[Dataset items]

— Start —

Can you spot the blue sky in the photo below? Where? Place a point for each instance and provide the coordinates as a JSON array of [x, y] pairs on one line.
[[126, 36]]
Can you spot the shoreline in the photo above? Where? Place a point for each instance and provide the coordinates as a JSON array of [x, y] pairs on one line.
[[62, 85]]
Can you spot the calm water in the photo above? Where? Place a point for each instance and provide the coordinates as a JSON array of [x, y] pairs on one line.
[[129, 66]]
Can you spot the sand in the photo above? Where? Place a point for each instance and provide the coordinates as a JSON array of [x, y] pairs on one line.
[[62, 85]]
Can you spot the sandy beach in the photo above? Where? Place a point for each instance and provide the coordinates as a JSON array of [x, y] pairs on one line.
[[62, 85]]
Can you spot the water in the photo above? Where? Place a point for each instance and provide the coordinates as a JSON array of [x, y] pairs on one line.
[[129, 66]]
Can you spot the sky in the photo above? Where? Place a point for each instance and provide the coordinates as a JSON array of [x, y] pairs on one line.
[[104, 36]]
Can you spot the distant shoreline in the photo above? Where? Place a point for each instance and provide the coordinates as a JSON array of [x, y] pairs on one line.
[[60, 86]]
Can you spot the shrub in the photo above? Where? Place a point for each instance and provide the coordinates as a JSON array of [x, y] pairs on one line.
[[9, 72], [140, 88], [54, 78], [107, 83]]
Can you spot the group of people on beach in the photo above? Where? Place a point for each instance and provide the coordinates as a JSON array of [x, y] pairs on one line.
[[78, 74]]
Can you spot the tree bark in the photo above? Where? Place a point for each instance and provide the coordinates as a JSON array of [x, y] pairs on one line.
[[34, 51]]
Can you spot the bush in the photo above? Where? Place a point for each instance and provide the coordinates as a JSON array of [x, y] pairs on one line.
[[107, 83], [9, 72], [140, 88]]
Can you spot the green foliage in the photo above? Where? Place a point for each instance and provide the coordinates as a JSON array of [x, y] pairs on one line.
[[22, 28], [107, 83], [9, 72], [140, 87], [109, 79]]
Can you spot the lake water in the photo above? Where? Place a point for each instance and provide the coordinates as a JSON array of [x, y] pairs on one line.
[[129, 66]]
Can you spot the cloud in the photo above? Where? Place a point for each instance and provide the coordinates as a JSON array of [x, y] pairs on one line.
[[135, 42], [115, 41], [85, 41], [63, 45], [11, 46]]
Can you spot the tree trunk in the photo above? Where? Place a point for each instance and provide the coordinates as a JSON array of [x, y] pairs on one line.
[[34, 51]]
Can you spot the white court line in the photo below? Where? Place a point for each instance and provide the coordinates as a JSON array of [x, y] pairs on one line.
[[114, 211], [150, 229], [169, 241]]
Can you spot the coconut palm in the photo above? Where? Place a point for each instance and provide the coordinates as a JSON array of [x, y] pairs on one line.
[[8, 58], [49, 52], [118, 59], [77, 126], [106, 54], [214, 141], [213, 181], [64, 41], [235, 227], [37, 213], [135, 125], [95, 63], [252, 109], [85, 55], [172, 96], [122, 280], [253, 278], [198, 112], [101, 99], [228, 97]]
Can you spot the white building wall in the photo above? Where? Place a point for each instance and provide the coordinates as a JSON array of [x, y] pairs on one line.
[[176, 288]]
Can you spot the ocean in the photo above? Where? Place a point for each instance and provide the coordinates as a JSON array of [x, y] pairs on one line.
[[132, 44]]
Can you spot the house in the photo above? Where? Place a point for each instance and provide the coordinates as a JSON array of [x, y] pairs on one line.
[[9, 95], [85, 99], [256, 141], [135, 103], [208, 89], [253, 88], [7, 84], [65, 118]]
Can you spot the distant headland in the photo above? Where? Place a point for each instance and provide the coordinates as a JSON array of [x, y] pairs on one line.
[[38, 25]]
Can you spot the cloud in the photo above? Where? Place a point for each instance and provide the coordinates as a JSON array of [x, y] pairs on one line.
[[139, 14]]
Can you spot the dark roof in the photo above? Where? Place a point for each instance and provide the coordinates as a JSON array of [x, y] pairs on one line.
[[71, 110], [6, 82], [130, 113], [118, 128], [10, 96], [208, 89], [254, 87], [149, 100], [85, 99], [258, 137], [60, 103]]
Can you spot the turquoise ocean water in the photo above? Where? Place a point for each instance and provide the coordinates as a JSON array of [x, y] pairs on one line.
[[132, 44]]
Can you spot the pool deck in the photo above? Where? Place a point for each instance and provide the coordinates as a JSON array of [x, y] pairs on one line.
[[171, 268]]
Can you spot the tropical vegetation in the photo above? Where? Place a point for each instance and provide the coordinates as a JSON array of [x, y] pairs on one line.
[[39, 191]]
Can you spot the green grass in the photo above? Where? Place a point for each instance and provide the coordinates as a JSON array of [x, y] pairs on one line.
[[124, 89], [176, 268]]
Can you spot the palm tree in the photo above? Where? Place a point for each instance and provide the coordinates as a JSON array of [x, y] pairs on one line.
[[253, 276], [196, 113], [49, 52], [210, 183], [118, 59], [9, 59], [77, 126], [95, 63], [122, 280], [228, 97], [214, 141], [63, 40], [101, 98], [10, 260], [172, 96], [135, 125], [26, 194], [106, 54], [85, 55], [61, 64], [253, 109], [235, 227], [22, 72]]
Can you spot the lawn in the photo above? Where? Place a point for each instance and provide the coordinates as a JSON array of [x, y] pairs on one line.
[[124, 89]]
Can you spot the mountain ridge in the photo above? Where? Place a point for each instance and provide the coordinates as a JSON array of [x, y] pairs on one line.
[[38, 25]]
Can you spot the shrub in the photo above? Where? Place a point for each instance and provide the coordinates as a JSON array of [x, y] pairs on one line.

— End —

#### [WORK INSTRUCTIONS]
Please convert all the records above into a Markdown table with two columns, Row and Text, giving each line its own numbered row. Skip any blank lines.

#### [REPLY]
| Row | Text |
|---|---|
| 1 | Can you spot the blue sky in the photo below? Where? Place a point for each instance and provide the coordinates as a JSON array of [x, y] pairs on one line. |
| 2 | [[126, 36]] |
| 3 | Can you spot the shoreline in the photo above? Where? Place a point for each instance and provide the coordinates as a JSON array of [x, y] pairs on one line. |
| 4 | [[62, 85]] |
| 5 | Can you spot the calm water in the photo above? Where? Place a point for each instance and provide the coordinates as a JSON array of [x, y] pairs on one line. |
| 6 | [[129, 66]] |
| 7 | Can you spot the sand in the photo above? Where? Place a point for each instance and provide the coordinates as a JSON array of [x, y] pairs on one line. |
| 8 | [[62, 85]] |
| 9 | Can you spot the sandy beach in the photo above? Where? Place a point for each instance and provide the coordinates as a JSON array of [x, y] pairs on one line. |
| 10 | [[62, 85]] |
| 11 | Can you spot the water in the photo above? Where? Place a point for each instance and provide the coordinates as a JSON array of [x, y] pairs on one line. |
| 12 | [[129, 66]] |
| 13 | Can you spot the sky in the photo above? Where? Place a point for each instance and provide the coordinates as a JSON array of [x, y] pairs on one line. |
| 14 | [[104, 36]] |
| 15 | Can you spot the distant shoreline in the photo above? Where? Place a point for each instance and provide the coordinates as a JSON array of [x, y] pairs on one line. |
| 16 | [[60, 86]] |
| 17 | Can you spot the shrub in the photo above? Where? Place a point for each instance and provide the coordinates as a JSON array of [x, y] pairs on one line. |
| 18 | [[9, 72], [140, 88], [54, 78], [107, 83]] |
| 19 | Can you spot the group of people on beach in the photo above? Where? Place a point for each instance and provide the coordinates as a JSON array of [x, y] pairs on one line. |
| 20 | [[78, 74]] |
| 21 | Can you spot the tree bark in the photo above? Where? Place a point for each instance and provide the coordinates as a JSON array of [x, y] pairs on one line. |
| 22 | [[34, 51]] |
| 23 | Can you spot the bush in the photo above? Where? Place a point for each instance and provide the coordinates as a JSON array of [x, y] pairs on one line. |
| 24 | [[107, 83], [9, 72], [140, 88]] |
| 25 | Can you spot the green foliage in the photo above? Where? Place a point for each instance and provide the coordinates as a JSON array of [x, y] pairs on one line. |
| 26 | [[22, 28], [107, 83], [9, 72], [140, 87], [109, 79]] |
| 27 | Can you spot the lake water in the photo above? Where? Place a point for each instance and provide the coordinates as a JSON array of [x, y] pairs on one line. |
| 28 | [[129, 66]] |
| 29 | Can you spot the cloud in the photo above? Where? Place a point for each instance and provide the coordinates as a JSON array of [x, y] pairs on one line. |
| 30 | [[135, 42], [115, 41], [85, 41], [63, 45], [11, 46]] |
| 31 | Can you spot the tree trunk in the photo above? Where? Place a point for each instance and provide the coordinates as a JSON array of [x, y] pairs on one line. |
| 32 | [[34, 51]] |
| 33 | Can you spot the white court line in the photo below? Where? Place a point for each instance and provide the coordinates as a JSON array of [x, y] pairs on one line. |
| 34 | [[114, 211], [150, 229], [169, 241]] |
| 35 | Can you spot the coconut palm in the photo above? Where? Place a point for each instance and provide the coordinates as a JSON array of [x, y] pairs on one line. |
| 36 | [[8, 58], [49, 52], [118, 59], [77, 126], [106, 54], [214, 141], [213, 181], [64, 41], [235, 227], [37, 213], [135, 125], [95, 63], [252, 109], [85, 55], [172, 96], [122, 280], [253, 278], [198, 112], [101, 99], [228, 97]] |
| 37 | Can you spot the white building wall in the photo above? Where? Place a point for each instance and provide the coordinates as a JSON array of [x, y] pairs on one line. |
| 38 | [[176, 288]] |
| 39 | Can you spot the ocean in the photo above? Where? Place a point for each instance and provide the coordinates as a JSON array of [x, y] pairs on one line. |
| 40 | [[132, 44]] |
| 41 | Can you spot the house in the photo above? Where? Place a point for each instance and provide the coordinates as a JSON array of [x, y] pairs on one line. |
| 42 | [[9, 95], [85, 99], [256, 141], [135, 103], [208, 89], [253, 88], [7, 84], [65, 118]] |
| 43 | Can you spot the distant headland in the photo above? Where? Place a point for each instance and provide the coordinates as a JSON array of [x, y] pairs on one line. |
| 44 | [[38, 25]] |
| 45 | Can you spot the cloud in the photo above? Where? Place a point for each instance and provide the coordinates as a JSON array of [x, y] pairs on one line. |
| 46 | [[139, 14]] |
| 47 | Can you spot the dark roof in the photo above? Where? Place a point for each instance and provide the coordinates as a JSON array of [x, y] pairs on one line. |
| 48 | [[71, 110], [6, 82], [130, 113], [118, 128], [10, 96], [208, 89], [254, 87], [149, 100], [85, 99], [258, 137], [60, 103]] |
| 49 | Can you spot the turquoise ocean water in the photo above? Where? Place a point for each instance and provide the coordinates as a JSON array of [x, y] pairs on one line. |
| 50 | [[132, 44]] |
| 51 | Can you spot the pool deck in the photo above? Where? Place a point for each instance and provide the coordinates as a JSON array of [x, y] pairs on one line. |
| 52 | [[171, 268]] |
| 53 | Can you spot the tropical vegetation in the photo above? Where? Place a point for each instance and provide the coordinates as a JSON array of [x, y] pairs on one line. |
| 54 | [[39, 191]] |
| 55 | Can you spot the green grass in the photo above? Where? Place a point for each instance and provide the coordinates as a JSON array of [x, y] pairs on one line. |
| 56 | [[124, 89], [176, 268]] |
| 57 | Can you spot the palm tree in the photo above? Where? Place a point for each instance and provide the coordinates as a JSON array of [x, y] pairs on one line. |
| 58 | [[253, 276], [196, 113], [49, 52], [210, 183], [118, 59], [9, 59], [77, 126], [95, 63], [122, 280], [228, 97], [214, 141], [63, 40], [101, 98], [10, 260], [172, 96], [135, 125], [26, 194], [106, 54], [85, 55], [61, 64], [253, 109], [235, 227], [22, 72]] |
| 59 | Can you spot the lawn in the photo above? Where? Place a point for each instance and provide the coordinates as a JSON array of [x, y] pairs on one line. |
| 60 | [[124, 89]] |
| 61 | Can you spot the mountain ridge in the photo above? Where? Place a point for each instance and provide the coordinates as a JSON array of [x, y] pairs on one line. |
| 62 | [[38, 25]] |
| 63 | Can you spot the shrub in the photo above? Where? Place a point for each instance and provide the coordinates as a JSON array of [x, y] pairs on one line. |